## What is required
Would you set down each line of the data below exactly?

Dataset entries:
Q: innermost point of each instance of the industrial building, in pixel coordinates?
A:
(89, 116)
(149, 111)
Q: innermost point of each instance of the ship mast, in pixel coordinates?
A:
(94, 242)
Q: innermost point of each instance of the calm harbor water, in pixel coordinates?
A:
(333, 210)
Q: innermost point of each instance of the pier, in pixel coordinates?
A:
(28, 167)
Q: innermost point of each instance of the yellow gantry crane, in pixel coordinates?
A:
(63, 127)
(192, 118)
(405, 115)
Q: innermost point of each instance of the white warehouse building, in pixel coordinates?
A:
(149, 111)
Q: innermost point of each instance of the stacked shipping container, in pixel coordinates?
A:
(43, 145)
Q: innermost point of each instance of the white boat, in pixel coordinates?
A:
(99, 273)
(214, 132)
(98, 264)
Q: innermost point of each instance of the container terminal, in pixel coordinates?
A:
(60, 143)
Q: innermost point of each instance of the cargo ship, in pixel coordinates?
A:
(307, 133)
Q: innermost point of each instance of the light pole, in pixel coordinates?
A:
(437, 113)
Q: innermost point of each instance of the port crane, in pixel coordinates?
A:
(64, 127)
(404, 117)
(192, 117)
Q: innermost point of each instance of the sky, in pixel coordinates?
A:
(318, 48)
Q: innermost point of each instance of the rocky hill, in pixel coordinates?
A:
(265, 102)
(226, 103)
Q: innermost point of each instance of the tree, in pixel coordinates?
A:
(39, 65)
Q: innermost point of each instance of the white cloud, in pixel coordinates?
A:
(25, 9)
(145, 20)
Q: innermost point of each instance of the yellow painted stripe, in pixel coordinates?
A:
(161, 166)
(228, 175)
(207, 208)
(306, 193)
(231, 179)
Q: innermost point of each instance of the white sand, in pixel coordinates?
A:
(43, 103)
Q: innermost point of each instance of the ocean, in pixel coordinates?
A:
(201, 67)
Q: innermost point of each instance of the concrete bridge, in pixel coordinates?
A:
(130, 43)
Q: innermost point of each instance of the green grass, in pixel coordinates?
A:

## Solution to this problem
Q: innermost point of each instance of the industrial building, in pixel coordinates?
A:
(89, 116)
(149, 111)
Q: innermost point of each instance of the ship mast, in pixel coordinates?
A:
(94, 242)
Q: innermost point of each instance of the calm harbor water, in pixel coordinates?
A:
(333, 210)
Q: innermost point of each instance of the pier, in pixel coordinates?
A:
(28, 167)
Q: innermost point of each instance of the yellow gantry crane, in pixel coordinates?
A:
(63, 127)
(192, 118)
(405, 115)
Q: innermost point of each instance of the white warehouse building, in pixel coordinates?
A:
(149, 111)
Q: innermost point of each instance of the stacked shipping container, in pixel coordinates?
A:
(43, 145)
Q: innermost point of each instance of the white boat, in pixel coordinates?
A:
(99, 273)
(214, 132)
(98, 264)
Q: innermost point of each instance of the container terminal, in pixel coordinates?
A:
(60, 143)
Q: innermost point of each instance of the cargo ship, in pixel coordinates?
A:
(307, 133)
Q: innermost point of each instance of the light pole, in pixel coordinates?
A:
(437, 113)
Q: innermost point of each instance of the port crane, in pixel coordinates?
A:
(64, 127)
(404, 117)
(192, 117)
Q: innermost point of each instance of the sky, in pixel coordinates?
A:
(318, 48)
Q: innermost point of each instance of the rocky hill, in pixel coordinates?
A:
(265, 102)
(226, 103)
Q: innermost point of each instance of the tree, in pixel coordinates?
A:
(39, 65)
Q: innermost point of each instance of the white cloud, in pixel coordinates?
A:
(25, 9)
(145, 20)
Q: innermost point of each instance of the yellow painted stripe, in pixel coordinates?
A:
(161, 166)
(228, 175)
(207, 208)
(306, 193)
(231, 179)
Q: innermost point of each instance of the white sand, in pixel coordinates?
A:
(43, 103)
Q: innermost point of each instance of the ocean, in pixel coordinates?
A:
(201, 67)
Q: innermost point of each instance of the concrete bridge, in pixel coordinates?
A:
(130, 43)
Q: innermost point of each instance of the green grass, in pixel coordinates?
A:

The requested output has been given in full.